Exercise prompt
Repeat the listing exactly. Pictures stay out of your copy.

Dataset excerpts
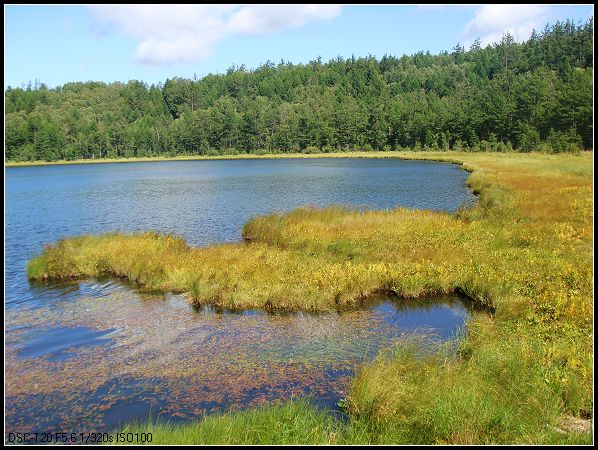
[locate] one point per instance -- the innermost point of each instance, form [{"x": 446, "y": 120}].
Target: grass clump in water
[{"x": 525, "y": 250}]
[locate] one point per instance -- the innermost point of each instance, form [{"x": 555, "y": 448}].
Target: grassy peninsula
[{"x": 521, "y": 375}]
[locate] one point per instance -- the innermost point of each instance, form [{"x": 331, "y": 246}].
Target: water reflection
[{"x": 168, "y": 360}]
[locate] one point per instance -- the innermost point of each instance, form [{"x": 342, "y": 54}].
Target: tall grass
[{"x": 525, "y": 250}]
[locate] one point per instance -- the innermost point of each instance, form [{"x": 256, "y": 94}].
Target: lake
[{"x": 91, "y": 355}]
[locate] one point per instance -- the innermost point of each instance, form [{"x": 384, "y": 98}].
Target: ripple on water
[{"x": 168, "y": 360}]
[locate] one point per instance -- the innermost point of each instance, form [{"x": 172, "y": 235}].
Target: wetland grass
[{"x": 525, "y": 250}]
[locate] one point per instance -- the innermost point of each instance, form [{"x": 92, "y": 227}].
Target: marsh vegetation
[{"x": 525, "y": 251}]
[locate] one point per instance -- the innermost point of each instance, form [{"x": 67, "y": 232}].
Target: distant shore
[
  {"x": 354, "y": 154},
  {"x": 443, "y": 155}
]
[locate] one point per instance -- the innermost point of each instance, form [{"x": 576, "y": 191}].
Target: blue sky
[{"x": 58, "y": 44}]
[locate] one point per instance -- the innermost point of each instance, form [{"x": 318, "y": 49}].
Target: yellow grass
[{"x": 525, "y": 250}]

Output
[locate] one point per instance -- the innermost point of each instance, form [{"x": 446, "y": 120}].
Target: grass clump in water
[{"x": 525, "y": 250}]
[locate] one point per instance -- the innermost point of each instance, form [{"x": 555, "y": 448}].
Target: grassy peninsula
[{"x": 521, "y": 375}]
[locate] one point per instance -- the innermost point of each instance, form [{"x": 331, "y": 246}].
Target: water reflection
[{"x": 168, "y": 360}]
[locate] one point per instance -- the innermost point of each instance, form [{"x": 342, "y": 54}].
Target: tall grass
[{"x": 525, "y": 250}]
[locate] one point per instance -- the innermost point of each instance, form [{"x": 256, "y": 94}].
Target: lake
[{"x": 91, "y": 355}]
[locate] one point per instance -- the innermost point of each instance, form [{"x": 384, "y": 98}].
Target: ripple on water
[{"x": 168, "y": 360}]
[locate] one point per instance -- the innermost point of each instance, form [{"x": 172, "y": 235}].
Target: wetland grass
[{"x": 525, "y": 250}]
[locate] one point per instance -- the innermost point of each instance, form [{"x": 92, "y": 227}].
Target: marsh vegetation
[{"x": 525, "y": 251}]
[locate] one point per instance -- the innermost point of each instance, form [{"x": 67, "y": 232}].
Target: distant shore
[
  {"x": 354, "y": 154},
  {"x": 443, "y": 155}
]
[locate] one point per instance -- the innermost point of each instance, form [{"x": 576, "y": 191}].
Target: blue sky
[{"x": 58, "y": 44}]
[locate] one point per instance -- the innermost point of each instance, form [{"x": 318, "y": 49}].
Target: yellow grass
[{"x": 525, "y": 250}]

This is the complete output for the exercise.